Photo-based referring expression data
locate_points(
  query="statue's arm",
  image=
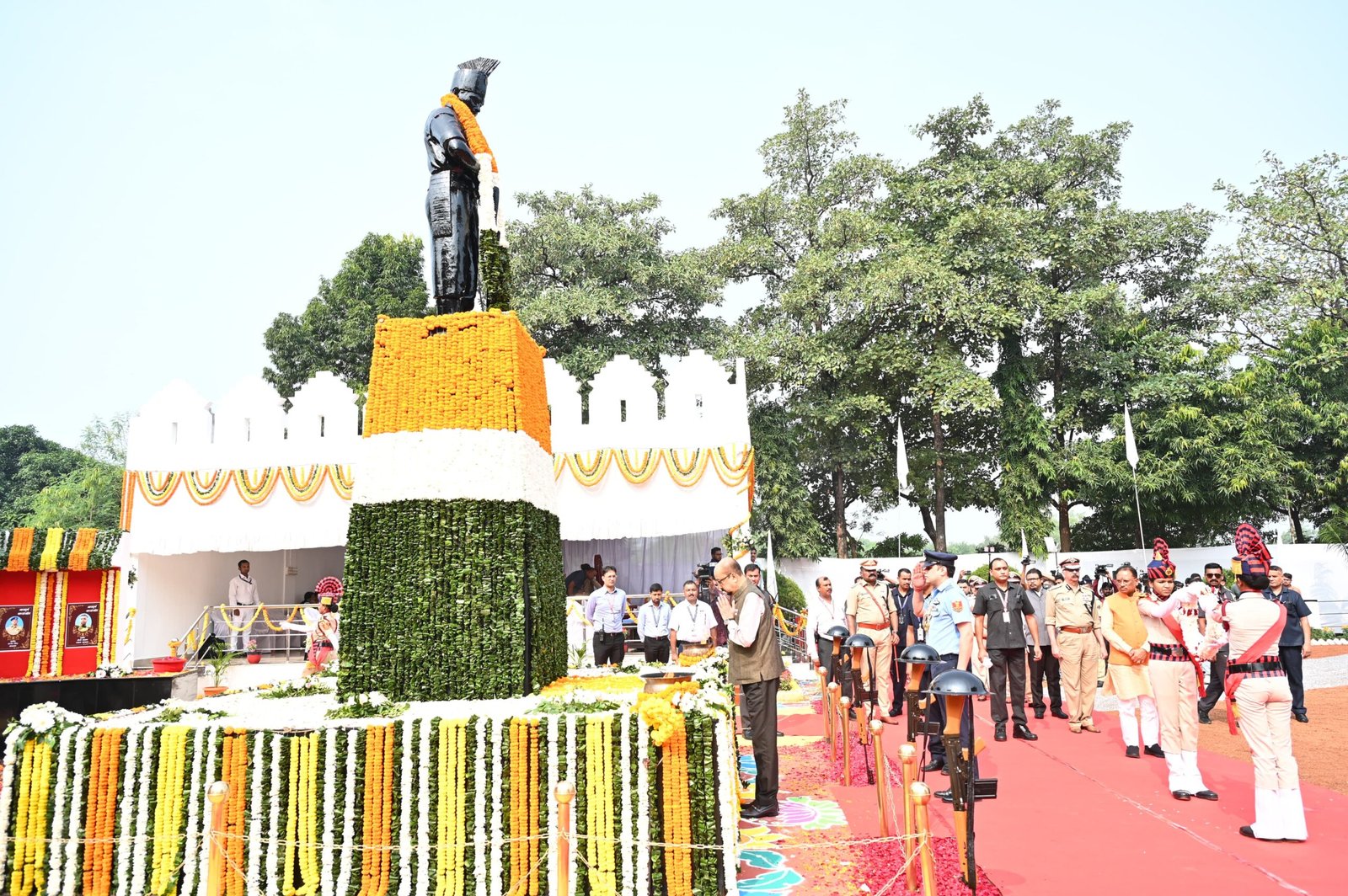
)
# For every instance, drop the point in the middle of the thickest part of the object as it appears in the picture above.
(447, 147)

-- Work to complete --
Repeat each entry above exactly. Omit the pictures.

-- Output below --
locate_points(
  query="statue's arm",
  image=
)
# For every instance, drop the point in the middle of the thickest part of the object as it appears in the picture above.
(447, 147)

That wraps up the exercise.